>> Begin EXTRACTED MATERIAL

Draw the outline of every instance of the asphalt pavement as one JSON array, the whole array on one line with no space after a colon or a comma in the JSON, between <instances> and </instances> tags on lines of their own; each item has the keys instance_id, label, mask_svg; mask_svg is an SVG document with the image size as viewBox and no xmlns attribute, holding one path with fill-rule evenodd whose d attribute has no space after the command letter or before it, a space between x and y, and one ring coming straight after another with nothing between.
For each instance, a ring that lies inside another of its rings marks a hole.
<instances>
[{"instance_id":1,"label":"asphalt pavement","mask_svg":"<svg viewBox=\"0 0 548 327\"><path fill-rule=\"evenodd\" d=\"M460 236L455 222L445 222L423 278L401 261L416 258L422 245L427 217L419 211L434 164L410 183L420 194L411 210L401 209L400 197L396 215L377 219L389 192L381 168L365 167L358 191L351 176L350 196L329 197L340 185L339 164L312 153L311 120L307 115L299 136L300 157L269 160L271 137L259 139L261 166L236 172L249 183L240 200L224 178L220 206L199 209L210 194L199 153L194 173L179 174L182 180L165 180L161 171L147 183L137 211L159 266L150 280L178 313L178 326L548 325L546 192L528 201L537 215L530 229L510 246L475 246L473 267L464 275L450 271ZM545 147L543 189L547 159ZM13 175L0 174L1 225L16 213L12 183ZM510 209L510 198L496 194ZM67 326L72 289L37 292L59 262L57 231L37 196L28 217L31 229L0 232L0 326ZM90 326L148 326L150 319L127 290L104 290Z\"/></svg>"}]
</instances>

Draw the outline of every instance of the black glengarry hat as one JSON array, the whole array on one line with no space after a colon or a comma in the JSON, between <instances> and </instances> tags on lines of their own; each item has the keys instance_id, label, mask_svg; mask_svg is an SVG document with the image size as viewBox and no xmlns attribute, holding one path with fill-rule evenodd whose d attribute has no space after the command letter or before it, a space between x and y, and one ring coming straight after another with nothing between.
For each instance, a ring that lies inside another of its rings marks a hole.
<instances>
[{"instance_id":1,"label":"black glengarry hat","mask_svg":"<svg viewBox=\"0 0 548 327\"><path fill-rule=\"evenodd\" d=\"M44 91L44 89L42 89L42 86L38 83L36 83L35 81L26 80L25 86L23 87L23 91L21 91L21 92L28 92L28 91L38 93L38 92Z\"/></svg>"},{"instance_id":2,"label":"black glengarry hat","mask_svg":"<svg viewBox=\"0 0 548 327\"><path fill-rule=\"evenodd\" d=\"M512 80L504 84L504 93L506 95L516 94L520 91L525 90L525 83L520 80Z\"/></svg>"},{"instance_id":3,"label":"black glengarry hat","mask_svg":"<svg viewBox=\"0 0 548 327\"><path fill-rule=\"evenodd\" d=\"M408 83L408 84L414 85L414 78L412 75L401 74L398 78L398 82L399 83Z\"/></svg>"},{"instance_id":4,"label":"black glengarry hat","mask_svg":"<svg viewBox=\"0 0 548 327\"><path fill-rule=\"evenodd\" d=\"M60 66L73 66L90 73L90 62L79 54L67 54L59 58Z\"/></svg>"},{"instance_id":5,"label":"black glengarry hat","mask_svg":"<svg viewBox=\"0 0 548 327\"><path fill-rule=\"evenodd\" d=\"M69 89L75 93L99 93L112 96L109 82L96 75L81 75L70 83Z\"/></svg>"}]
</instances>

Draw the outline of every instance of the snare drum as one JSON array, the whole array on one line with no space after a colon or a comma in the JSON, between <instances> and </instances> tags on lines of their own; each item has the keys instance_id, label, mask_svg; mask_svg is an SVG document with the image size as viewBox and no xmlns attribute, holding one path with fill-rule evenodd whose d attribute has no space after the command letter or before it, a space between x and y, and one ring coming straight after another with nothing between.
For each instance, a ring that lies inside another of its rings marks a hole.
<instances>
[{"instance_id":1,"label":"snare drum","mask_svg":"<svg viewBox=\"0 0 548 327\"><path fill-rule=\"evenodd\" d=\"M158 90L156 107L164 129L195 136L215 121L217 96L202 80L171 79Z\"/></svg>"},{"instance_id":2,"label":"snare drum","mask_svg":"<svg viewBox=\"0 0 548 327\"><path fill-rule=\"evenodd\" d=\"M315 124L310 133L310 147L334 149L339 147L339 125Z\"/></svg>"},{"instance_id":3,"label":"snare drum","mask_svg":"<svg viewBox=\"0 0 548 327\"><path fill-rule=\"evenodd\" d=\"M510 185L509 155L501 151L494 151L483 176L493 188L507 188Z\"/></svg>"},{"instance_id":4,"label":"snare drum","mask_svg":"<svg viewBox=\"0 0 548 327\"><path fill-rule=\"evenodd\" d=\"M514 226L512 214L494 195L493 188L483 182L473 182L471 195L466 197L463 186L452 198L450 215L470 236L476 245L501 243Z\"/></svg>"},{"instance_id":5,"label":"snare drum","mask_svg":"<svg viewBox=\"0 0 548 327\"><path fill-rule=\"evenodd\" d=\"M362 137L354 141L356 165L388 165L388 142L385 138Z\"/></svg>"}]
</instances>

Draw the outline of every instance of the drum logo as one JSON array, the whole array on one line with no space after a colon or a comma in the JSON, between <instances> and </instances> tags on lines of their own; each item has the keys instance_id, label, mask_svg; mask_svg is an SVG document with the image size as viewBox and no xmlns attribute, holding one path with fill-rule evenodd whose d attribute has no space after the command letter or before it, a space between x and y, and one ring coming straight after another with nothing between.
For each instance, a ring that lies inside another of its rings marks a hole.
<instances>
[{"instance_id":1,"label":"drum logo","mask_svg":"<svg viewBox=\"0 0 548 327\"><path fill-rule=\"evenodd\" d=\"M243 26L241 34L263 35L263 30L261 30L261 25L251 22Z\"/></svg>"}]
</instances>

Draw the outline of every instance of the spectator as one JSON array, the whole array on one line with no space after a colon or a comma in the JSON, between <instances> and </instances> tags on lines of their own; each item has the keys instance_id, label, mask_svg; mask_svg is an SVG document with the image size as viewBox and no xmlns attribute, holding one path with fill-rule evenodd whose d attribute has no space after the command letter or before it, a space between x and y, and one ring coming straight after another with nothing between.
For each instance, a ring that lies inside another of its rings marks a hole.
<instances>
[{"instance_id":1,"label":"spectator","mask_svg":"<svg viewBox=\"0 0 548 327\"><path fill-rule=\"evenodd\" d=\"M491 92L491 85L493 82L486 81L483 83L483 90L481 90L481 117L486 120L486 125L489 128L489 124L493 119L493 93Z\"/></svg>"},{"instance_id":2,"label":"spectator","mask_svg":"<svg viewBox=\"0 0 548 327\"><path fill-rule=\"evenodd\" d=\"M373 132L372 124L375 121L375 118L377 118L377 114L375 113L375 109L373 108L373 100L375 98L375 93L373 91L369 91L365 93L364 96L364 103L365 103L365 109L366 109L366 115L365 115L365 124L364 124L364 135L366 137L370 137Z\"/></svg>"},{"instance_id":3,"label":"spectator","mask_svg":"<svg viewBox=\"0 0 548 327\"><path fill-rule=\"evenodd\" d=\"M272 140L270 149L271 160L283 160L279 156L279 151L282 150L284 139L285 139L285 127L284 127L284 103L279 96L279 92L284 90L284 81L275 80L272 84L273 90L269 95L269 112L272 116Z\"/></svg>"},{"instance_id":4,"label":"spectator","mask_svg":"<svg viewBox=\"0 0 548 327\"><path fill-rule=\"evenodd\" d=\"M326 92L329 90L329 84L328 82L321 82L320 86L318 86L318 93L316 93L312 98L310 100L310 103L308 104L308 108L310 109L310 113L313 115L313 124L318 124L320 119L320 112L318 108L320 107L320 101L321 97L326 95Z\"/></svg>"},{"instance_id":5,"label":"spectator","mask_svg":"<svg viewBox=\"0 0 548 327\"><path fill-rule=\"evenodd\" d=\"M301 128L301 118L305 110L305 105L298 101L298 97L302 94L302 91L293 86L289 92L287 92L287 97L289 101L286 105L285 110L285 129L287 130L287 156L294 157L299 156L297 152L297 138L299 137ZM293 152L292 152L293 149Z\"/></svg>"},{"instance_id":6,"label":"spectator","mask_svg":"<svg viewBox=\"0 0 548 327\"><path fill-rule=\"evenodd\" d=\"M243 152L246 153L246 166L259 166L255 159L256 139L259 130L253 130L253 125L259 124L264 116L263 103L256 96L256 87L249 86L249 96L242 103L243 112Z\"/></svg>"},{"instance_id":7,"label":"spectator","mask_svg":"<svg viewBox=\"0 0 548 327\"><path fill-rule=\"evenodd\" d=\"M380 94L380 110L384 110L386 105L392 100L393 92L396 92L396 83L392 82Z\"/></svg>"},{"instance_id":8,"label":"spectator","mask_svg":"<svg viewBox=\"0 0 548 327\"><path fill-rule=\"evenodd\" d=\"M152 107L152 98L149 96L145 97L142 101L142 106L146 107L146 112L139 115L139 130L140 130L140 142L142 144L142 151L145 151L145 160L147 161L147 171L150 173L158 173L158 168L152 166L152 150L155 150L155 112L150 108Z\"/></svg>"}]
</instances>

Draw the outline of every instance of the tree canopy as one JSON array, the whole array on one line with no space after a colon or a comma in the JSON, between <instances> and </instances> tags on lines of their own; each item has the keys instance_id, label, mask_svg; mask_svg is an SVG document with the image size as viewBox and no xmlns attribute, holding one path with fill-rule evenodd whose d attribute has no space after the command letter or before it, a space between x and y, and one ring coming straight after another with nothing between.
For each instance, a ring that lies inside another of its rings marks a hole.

>> End EXTRACTED MATERIAL

** DIRECTIONS **
Repeat exactly, and only, the lines of the records above, starting with the line that contains "Draw the outline of every instance of the tree" and ending with the final line, both included.

** SOLVED PROBLEM **
Draw the outline of every instance of the tree canopy as one JSON array, the whole array on one line with no space after a colon or a comma in the JSON, between <instances> and </instances> tags on lines of their own; each item has the keys instance_id, label, mask_svg; mask_svg is an SVG document with the image size as viewBox and no xmlns attribute, holding one path with fill-rule evenodd whose d attribute has no space after the command letter or before it, a space between x and y, and one ring coming straight after another with nothing between.
For each instance, a ring that lies inside another of its rings marks a hole.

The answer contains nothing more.